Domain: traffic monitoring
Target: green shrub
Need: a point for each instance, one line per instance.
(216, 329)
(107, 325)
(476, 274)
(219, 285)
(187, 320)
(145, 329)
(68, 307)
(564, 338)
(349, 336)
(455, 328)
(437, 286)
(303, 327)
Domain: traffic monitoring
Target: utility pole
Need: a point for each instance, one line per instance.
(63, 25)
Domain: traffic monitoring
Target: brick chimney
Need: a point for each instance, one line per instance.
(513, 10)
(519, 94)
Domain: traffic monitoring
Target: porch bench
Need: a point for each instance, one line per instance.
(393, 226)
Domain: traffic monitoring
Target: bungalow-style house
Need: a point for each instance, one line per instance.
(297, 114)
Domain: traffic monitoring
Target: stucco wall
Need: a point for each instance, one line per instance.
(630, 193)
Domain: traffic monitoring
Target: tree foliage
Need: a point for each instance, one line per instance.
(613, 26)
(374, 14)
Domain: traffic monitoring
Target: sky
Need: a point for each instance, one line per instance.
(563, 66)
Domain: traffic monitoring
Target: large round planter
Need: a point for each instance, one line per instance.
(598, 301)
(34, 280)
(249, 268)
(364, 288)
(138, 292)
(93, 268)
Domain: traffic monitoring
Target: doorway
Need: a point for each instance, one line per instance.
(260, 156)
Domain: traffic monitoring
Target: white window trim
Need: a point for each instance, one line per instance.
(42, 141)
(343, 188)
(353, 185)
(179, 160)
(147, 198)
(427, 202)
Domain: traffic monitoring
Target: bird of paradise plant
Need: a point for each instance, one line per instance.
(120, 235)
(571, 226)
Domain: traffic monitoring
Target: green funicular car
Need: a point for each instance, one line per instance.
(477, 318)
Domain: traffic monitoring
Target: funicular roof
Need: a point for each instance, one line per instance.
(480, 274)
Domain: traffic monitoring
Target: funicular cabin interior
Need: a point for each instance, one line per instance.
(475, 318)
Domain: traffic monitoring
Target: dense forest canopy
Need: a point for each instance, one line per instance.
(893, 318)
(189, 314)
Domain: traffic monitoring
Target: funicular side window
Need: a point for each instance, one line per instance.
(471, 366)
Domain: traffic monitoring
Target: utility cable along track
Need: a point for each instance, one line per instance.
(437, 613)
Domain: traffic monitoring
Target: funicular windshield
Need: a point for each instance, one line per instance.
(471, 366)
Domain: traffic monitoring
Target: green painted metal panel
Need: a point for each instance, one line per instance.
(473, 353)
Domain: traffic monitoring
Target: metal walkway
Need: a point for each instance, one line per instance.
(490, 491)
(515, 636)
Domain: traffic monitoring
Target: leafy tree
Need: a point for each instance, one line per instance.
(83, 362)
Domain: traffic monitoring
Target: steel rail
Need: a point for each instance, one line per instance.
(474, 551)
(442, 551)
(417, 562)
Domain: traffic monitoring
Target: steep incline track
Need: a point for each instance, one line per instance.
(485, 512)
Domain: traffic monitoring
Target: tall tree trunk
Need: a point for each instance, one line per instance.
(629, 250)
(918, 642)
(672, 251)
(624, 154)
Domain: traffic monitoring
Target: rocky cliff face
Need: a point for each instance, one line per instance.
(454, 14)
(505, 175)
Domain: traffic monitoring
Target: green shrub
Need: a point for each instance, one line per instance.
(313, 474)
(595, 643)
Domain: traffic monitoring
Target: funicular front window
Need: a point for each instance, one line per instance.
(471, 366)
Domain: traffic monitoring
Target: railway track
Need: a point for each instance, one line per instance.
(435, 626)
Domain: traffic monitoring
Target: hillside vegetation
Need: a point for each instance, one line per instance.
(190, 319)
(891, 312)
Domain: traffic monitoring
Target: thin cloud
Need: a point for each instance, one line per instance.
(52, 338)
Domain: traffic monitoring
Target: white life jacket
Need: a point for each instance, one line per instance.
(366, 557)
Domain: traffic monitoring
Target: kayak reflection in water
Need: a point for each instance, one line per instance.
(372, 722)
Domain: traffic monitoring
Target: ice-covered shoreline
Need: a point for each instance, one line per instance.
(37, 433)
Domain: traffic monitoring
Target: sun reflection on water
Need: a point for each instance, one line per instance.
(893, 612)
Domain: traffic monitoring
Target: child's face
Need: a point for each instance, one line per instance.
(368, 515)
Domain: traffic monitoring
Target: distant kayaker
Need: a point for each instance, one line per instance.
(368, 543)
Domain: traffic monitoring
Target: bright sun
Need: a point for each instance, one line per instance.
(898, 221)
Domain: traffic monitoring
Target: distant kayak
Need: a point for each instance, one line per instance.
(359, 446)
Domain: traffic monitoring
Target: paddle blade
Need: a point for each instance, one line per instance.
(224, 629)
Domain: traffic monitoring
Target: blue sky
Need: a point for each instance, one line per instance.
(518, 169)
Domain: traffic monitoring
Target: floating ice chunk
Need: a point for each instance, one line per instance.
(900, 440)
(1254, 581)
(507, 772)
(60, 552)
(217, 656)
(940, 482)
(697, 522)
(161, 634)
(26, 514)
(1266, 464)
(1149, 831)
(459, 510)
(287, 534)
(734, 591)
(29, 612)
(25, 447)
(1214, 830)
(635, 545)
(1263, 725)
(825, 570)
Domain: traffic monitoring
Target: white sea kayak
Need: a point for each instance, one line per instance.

________________________

The whole listing above needs to be written out again exactly.

**Written reply**
Domain: traffic monitoring
Target: green shrub
Need: a point for each instance, one line per instance.
(216, 329)
(107, 325)
(476, 274)
(219, 285)
(187, 320)
(145, 329)
(68, 307)
(564, 338)
(349, 336)
(455, 328)
(437, 286)
(303, 327)
Domain: traffic monitoring
Target: utility pole
Need: a point for each instance, one line per instance.
(63, 25)
Domain: traffic monitoring
Target: brick chimney
Need: a point for each instance, one line per instance.
(513, 10)
(519, 94)
Domain: traffic monitoring
Target: porch bench
Need: a point for each instance, one line per instance.
(393, 226)
Domain: traffic monitoring
Target: bungalow-style house
Need: a point for each instance, one line per instance.
(297, 114)
Domain: traffic monitoring
Target: stucco wall
Need: a point for each instance, one line per instance.
(630, 193)
Domain: traffic monitoring
Target: tree foliage
Need: a point for each instance, one line per instance.
(613, 26)
(374, 14)
Domain: traffic monitoring
Target: sky
Need: a point for each instance, one line per instance.
(563, 66)
Domain: traffic monitoring
Target: large round planter
Need: a point for each instance, one line per instance.
(598, 301)
(34, 280)
(249, 268)
(364, 288)
(138, 292)
(93, 268)
Domain: traffic monitoring
Target: doorway
Need: a point for each instance, one line per instance.
(260, 156)
Domain: traffic monitoring
Target: white window trim
Need: a point for each instance, one line per instance.
(42, 141)
(343, 188)
(353, 185)
(179, 160)
(147, 198)
(427, 202)
Domain: traffic monitoring
Target: bird of paradise plant
Need: a point for each instance, one line per instance.
(120, 235)
(571, 226)
Domain: traffic monitoring
Target: green funicular car
Need: a point for each instance, one line per instance.
(477, 318)
Domain: traffic monitoring
Target: funicular roof
Need: a point for each instance, one line per instance.
(480, 274)
Domain: traffic monitoring
Target: funicular cabin interior
Need: a point for each instance, one line per instance.
(475, 318)
Domain: traffic monitoring
Target: dense forest canopy
Need: a point for each instance, one line per instance.
(893, 318)
(189, 314)
Domain: traffic monitoring
Target: funicular side window
Need: a point for each instance, one line per instance.
(471, 366)
Domain: traffic monitoring
Target: utility cable along track
Need: a point for each instance, one line per instance.
(437, 613)
Domain: traffic monitoring
Target: funicular windshield
Need: a point for each instance, one line per instance.
(471, 366)
Domain: traffic monitoring
Target: green painted metal panel
Need: a point for each instance, one line per instance.
(473, 353)
Domain: traffic monitoring
Target: metal walkway
Need: a point for each instance, one line per instance.
(490, 491)
(515, 636)
Domain: traffic monitoring
Target: leafy tree
Need: a point for each instance, one line per instance.
(83, 362)
Domain: traffic monitoring
Target: steel rail
Need: a point for each instance, one line per instance.
(474, 551)
(442, 551)
(417, 562)
Domain: traffic monitoring
Target: steep incline track
Need: a point for each instance, one line per instance.
(485, 512)
Domain: traffic monitoring
Target: tall tree trunk
Need: a point for each instance, one line per instance.
(629, 250)
(918, 642)
(672, 251)
(624, 154)
Domain: traffic monitoring
Target: rocky cliff face
Need: a point for each instance, one line per instance.
(454, 14)
(505, 175)
Domain: traffic monitoring
Target: green shrub
Need: a point for each instance, one line per instance.
(313, 474)
(595, 643)
Domain: traffic monitoring
Target: funicular front window
Need: a point for each instance, one line per instance.
(471, 366)
Domain: traffic monitoring
Target: railway track
Need: a point for each instance, one line per instance.
(435, 626)
Domain: traffic monitoring
Target: hillside vegetation
Need: a point for each instance, one line per instance.
(190, 319)
(891, 312)
Domain: traffic monitoring
Target: thin cloud
Need: a point for each instance, one line per instance.
(52, 338)
Domain: traffic monitoring
Target: white life jacket
Need: a point for each instance, one line per instance.
(366, 557)
Domain: traffic monitoring
Target: kayak reflection in water
Need: a point for each instance, one line per instance.
(372, 722)
Domain: traffic monitoring
Target: ice-covered shoreline
Need: a point for each instance, one line per instance.
(37, 433)
Domain: traffic monitoring
Target: sun reflection on water
Need: a point for each instance, one line per instance.
(893, 612)
Domain: traffic monitoring
Target: child's face
Need: a point for each instance, one line per instance.
(368, 515)
Domain: traffic monitoring
Target: distant kayaker
Need: a point for each instance, one line per instance.
(368, 543)
Domain: traffic monitoring
Target: bright sun
Need: a point for each instance, one line per instance.
(898, 221)
Domain: traffic monitoring
Target: distant kayak
Need: a point for each instance, one line per instance.
(359, 446)
Domain: traffic monitoring
Target: paddle blade
Need: a point for each instance, one line per instance.
(224, 629)
Domain: traffic monitoring
Target: blue sky
Need: a point for each instance, one line per instance.
(518, 169)
Domain: traffic monitoring
Target: floating ice chunk
Need: a point for each instance, one line per instance.
(900, 440)
(1254, 581)
(507, 772)
(60, 552)
(217, 656)
(940, 482)
(697, 522)
(161, 634)
(26, 514)
(1266, 464)
(1149, 831)
(459, 510)
(287, 534)
(734, 591)
(29, 612)
(25, 447)
(1214, 830)
(635, 545)
(1263, 725)
(825, 570)
Domain: traffic monitoring
Target: white sea kayak
Need: a point for each instance, one line per instance.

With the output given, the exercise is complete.